WORK ITEM: Copy each line from the entries that the word "yellow" appears in.

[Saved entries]

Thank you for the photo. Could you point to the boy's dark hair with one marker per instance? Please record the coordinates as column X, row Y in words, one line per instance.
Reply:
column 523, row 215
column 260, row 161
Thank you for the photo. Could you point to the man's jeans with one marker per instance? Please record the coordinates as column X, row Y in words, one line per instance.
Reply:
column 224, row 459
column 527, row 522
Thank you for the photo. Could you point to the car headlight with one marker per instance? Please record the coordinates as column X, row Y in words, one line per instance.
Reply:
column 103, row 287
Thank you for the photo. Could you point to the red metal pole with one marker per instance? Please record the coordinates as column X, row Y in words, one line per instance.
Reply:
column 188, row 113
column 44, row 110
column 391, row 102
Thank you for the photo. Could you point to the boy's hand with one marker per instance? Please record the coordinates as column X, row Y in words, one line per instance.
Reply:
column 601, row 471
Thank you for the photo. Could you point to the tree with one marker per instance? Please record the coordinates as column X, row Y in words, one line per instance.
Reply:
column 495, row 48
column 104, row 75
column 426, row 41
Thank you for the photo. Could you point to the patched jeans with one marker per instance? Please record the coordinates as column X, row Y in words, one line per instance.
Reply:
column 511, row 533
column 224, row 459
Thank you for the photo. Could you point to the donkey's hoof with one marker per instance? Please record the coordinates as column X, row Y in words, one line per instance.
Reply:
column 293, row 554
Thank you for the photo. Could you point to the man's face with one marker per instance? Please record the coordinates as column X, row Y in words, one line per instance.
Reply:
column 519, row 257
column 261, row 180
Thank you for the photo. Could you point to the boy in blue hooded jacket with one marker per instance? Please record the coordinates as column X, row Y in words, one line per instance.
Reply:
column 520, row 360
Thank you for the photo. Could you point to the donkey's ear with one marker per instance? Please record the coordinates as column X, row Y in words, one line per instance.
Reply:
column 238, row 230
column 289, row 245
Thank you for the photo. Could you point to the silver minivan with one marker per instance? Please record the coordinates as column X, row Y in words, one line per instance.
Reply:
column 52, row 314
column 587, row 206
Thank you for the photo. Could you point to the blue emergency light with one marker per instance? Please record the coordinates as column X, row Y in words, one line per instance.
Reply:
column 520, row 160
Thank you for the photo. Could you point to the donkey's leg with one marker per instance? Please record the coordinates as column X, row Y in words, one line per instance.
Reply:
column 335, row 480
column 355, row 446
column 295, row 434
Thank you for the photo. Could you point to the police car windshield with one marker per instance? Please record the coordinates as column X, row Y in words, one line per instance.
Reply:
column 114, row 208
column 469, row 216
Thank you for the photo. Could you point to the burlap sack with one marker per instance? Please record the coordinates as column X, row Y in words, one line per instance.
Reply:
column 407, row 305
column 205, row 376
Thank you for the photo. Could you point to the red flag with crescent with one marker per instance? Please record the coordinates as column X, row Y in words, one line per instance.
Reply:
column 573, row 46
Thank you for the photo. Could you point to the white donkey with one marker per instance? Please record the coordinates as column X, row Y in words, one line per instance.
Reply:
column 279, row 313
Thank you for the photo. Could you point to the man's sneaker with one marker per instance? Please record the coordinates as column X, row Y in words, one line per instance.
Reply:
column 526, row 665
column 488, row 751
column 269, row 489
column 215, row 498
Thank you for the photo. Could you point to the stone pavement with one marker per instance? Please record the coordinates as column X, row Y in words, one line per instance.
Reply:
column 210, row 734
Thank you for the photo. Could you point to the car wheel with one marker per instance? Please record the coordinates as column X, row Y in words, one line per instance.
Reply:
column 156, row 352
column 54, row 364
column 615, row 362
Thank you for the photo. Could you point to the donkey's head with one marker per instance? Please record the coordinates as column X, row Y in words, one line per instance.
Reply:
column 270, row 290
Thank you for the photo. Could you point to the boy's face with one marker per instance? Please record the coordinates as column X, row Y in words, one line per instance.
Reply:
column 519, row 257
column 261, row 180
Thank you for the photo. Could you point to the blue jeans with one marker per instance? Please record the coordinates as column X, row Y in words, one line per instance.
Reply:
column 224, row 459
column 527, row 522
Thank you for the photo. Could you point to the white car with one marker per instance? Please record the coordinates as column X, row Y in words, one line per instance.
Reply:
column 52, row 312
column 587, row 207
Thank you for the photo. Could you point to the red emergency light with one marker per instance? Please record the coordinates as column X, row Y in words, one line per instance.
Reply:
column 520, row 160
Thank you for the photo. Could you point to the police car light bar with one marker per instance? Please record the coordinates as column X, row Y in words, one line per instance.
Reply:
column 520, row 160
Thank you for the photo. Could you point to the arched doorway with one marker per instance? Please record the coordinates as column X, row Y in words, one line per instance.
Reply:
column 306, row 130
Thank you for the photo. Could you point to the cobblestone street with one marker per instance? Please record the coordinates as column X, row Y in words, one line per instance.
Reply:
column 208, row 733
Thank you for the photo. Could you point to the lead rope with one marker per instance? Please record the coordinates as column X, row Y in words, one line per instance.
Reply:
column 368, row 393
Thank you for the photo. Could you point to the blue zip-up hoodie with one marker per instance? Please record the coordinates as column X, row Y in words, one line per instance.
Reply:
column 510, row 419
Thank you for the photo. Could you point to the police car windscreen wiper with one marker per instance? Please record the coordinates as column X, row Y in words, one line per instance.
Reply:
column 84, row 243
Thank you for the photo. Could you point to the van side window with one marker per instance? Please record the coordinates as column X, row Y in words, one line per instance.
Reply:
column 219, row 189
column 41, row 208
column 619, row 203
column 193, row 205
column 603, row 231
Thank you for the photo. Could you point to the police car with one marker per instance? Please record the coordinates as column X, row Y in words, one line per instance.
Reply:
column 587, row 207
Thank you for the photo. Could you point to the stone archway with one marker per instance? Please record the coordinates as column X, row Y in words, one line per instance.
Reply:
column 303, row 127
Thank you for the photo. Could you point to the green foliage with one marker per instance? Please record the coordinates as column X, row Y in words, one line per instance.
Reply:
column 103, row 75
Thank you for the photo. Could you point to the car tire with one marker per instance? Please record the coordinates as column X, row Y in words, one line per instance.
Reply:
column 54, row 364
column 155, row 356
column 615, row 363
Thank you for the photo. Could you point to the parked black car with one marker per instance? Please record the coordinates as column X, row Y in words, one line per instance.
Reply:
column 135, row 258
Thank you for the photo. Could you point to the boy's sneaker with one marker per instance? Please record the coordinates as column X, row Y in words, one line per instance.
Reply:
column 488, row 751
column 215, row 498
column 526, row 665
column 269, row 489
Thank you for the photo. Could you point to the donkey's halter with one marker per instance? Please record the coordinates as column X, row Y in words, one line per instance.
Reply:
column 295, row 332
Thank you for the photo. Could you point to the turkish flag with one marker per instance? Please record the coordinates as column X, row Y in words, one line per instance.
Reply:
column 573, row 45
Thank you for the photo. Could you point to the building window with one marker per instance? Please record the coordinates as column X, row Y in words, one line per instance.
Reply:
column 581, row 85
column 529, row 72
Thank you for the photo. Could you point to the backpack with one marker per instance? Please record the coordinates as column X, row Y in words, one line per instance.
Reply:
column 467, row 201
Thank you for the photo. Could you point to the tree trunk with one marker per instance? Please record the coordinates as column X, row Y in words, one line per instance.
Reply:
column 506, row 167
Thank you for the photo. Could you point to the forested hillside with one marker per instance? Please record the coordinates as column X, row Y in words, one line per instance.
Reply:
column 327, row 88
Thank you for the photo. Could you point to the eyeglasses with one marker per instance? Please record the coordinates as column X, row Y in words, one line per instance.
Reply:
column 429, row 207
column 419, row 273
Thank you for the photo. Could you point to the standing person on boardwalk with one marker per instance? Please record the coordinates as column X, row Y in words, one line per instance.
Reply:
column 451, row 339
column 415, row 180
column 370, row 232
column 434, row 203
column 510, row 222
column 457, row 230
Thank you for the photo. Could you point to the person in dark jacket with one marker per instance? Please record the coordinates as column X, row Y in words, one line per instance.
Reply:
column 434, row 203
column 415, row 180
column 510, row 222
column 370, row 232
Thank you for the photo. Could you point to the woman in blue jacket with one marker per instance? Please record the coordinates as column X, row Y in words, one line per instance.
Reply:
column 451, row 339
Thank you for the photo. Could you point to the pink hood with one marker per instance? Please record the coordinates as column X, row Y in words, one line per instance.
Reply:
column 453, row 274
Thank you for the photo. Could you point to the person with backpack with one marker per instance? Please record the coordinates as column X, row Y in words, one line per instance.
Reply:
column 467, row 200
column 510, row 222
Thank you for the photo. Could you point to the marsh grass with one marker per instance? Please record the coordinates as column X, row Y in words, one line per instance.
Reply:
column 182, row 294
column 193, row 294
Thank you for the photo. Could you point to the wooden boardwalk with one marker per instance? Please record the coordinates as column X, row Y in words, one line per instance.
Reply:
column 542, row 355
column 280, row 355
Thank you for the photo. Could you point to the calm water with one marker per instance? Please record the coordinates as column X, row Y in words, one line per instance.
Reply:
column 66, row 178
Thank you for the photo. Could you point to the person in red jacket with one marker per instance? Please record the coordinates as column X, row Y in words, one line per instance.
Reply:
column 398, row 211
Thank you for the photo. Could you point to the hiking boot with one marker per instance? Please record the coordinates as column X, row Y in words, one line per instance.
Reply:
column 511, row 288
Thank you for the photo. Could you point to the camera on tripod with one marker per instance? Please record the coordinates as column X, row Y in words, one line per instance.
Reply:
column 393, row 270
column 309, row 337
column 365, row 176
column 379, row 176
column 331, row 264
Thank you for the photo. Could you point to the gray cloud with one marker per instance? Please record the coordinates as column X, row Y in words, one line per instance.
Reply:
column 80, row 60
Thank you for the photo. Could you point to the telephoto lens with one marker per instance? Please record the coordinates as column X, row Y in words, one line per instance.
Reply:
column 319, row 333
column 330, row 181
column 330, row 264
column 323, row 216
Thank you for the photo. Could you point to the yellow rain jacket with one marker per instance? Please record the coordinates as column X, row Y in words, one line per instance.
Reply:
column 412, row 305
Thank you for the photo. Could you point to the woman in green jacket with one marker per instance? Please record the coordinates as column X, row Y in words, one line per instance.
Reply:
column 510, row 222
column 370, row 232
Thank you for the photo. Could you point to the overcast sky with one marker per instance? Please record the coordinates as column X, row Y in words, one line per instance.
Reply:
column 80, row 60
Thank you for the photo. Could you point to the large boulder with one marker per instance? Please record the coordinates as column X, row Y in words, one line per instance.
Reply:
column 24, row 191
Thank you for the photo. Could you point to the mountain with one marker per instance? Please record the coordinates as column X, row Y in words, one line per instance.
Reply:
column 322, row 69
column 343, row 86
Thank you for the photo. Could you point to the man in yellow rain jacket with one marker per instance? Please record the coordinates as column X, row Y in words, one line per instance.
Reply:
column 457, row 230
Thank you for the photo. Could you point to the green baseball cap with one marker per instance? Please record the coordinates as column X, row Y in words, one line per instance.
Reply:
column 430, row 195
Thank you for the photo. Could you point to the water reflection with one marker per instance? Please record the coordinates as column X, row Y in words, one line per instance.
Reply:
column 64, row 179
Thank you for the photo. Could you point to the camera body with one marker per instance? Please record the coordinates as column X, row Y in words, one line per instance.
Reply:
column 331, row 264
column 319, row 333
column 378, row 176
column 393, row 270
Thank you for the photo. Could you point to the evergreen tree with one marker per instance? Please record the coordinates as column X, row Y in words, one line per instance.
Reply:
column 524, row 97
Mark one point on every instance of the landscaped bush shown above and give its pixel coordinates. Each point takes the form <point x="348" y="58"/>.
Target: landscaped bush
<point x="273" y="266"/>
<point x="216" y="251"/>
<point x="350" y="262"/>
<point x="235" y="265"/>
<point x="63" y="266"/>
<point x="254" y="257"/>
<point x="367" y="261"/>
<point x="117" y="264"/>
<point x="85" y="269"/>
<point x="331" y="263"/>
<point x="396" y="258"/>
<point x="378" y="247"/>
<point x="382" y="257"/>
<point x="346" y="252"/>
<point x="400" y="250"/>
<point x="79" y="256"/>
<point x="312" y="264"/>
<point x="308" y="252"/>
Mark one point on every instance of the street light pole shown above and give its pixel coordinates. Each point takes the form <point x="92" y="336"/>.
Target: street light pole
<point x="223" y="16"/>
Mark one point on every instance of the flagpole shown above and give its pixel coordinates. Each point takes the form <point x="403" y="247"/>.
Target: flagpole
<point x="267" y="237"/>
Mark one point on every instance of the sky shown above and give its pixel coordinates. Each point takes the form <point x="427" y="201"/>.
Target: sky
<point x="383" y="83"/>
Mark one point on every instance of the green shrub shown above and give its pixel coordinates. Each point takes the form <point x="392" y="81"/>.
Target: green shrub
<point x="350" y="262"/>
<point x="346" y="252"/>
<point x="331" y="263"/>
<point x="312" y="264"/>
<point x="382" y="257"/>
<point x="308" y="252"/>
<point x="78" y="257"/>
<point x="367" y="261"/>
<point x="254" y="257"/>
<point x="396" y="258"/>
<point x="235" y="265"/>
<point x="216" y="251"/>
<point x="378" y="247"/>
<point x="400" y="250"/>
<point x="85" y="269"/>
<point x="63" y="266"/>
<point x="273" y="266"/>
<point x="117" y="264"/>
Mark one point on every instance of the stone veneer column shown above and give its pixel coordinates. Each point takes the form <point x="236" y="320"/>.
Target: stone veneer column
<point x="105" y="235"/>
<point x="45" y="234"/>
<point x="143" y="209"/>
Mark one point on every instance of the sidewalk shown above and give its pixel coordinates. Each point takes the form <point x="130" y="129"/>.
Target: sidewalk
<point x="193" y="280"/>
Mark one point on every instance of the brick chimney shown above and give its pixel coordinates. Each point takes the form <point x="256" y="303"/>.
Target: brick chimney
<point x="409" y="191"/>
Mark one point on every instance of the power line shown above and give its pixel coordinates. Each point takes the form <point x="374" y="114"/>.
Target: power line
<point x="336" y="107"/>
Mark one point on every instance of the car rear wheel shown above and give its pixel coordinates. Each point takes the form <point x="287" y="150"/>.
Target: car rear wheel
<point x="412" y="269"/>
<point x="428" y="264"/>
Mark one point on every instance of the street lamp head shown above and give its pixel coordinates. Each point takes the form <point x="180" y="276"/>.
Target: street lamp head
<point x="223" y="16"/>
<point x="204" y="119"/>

WRITTEN ANSWER:
Thank you for the photo. Could you point to the yellow rain jacket with one marker per instance? Please record the coordinates as column X, row Y in words, one line per instance.
Thank you for the photo. Could you point to the man in yellow rain jacket with one marker per instance? Please record the coordinates as column X, row Y in words, one line per instance.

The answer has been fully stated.